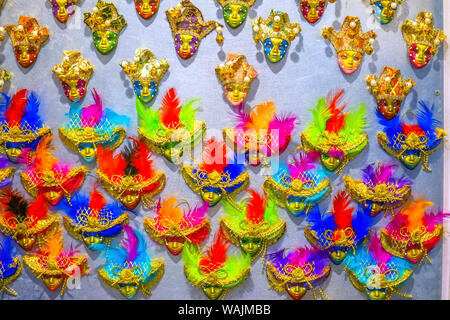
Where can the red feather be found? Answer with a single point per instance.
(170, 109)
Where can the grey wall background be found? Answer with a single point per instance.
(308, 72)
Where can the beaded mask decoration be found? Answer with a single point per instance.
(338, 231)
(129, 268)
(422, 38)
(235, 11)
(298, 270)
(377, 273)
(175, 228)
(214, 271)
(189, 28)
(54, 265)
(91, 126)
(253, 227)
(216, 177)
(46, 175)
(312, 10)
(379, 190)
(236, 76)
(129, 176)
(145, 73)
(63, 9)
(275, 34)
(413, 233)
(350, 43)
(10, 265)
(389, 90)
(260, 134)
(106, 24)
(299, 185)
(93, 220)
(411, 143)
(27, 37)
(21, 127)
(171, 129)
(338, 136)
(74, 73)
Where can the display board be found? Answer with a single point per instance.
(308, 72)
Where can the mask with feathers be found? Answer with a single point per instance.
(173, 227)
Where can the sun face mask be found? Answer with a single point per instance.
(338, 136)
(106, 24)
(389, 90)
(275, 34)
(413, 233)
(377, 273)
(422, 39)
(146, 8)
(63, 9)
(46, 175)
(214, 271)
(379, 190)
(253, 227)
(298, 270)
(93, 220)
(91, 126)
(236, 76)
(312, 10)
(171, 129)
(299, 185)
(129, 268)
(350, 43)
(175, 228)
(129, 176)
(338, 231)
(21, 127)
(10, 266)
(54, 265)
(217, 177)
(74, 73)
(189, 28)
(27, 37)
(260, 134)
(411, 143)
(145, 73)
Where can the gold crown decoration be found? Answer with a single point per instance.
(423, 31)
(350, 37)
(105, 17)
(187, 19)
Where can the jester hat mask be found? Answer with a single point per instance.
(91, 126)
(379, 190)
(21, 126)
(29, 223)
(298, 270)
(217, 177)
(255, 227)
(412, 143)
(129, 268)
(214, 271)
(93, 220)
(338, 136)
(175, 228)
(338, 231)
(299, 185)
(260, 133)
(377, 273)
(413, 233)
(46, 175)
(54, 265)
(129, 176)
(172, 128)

----------------

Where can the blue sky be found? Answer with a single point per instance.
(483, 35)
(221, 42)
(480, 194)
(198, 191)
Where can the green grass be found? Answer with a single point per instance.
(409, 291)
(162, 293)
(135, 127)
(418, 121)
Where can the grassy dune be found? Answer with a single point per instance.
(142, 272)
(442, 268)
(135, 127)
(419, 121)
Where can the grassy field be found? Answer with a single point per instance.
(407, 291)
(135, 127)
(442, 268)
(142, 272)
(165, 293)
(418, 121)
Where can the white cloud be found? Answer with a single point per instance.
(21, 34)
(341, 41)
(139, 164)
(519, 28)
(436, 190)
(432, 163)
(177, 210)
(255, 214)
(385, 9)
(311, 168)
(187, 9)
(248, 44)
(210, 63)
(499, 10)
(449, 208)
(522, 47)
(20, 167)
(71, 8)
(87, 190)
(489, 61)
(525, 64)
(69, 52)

----------------

§ **WRITTEN PROBLEM**
Find every line of the data above that contains the word "grassy", and copy each one.

§ **EXPECTED ANSWER**
Where can the grassy dune be found? Answer with a single point per instance.
Where can the grassy field be found? Answer with a single point per instance.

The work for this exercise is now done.